**Quoted text**
━━━━━━━━━━

The backlash against immigrants in the rich world is a threat to prosperity everywhere

ITALIANS blame gypsies from Romania for a spate of crime. British politicians of all stripes promise to curb the rapid immigration of recent years. Voters in France, Switzerland and Denmark last year rewarded politicians who promised to keep out strangers. In America, too, huddled masses are less welcome as many presidential candidates promise to fence off Mexico. And around the rich world, immigration has been rising to the top of voters’ lists of concerns—which, for those who believe that migration greatly benefits both recipient and donor countries, is a worry in itself.

As our special report this week argues, immigration takes many forms. The influx of Poles to Britain, of Mexicans to America, of Zimbabweans to South Africa and of Bangladeshis to the Persian Gulf has different causes and consequences in each case. But most often migration is about young, motivated, dynamic people seeking to better themselves by hard work.

History has shown that immigration encourages prosperity. Tens of millions of Europeans who made it to the New World in the 19th and 20th centuries improved their lot, just as the near 40m foreign-born are doing in America today. Many migrants return home with new skills, savings, technology and bright ideas. Remittances to poor countries in 2006 were worth at least $260 billion—more, in many countries, than aid and foreign investment combined. Letting in migrants does vastly more good for the world’s poor than stuffing any number of notes into Oxfam tins.

━━━━━━━━━━

**Challenge A**
According to the immigration editorial, what was the value of remittances to poor countries in 2006?
**Challenge B**
Reproduce the immigration editorial word for word from "The backlash against" to "worry in itself.".

**Provided material**
━━━━━━━━━━

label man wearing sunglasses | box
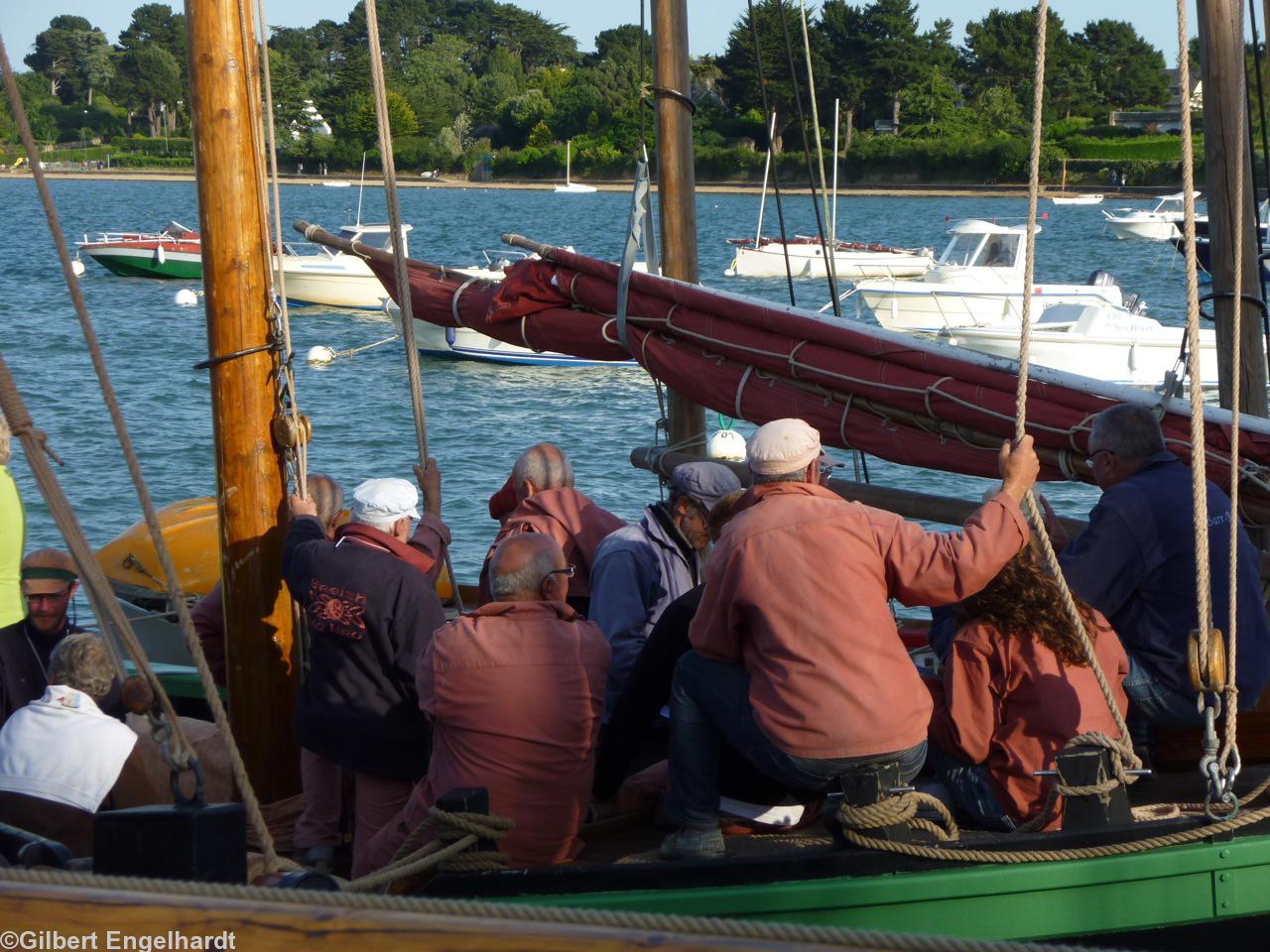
[0,548,83,724]
[371,534,609,866]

━━━━━━━━━━

**Written solution A**
At least $260 billion.

**Written solution B**
The backlash against immigrants in the rich world is a threat to prosperity everywhere

ITALIANS blame gypsies from Romania for a spate of crime. British politicians of all stripes promise to curb the rapid immigration of recent years. Voters in France, Switzerland and Denmark last year rewarded politicians who promised to keep out strangers. In America, too, huddled masses are less welcome as many presidential candidates promise to fence off Mexico. And around the rich world, immigration has been rising to the top of voters’ lists of concerns—which, for those who believe that migration greatly benefits both recipient and donor countries, is a worry in itself.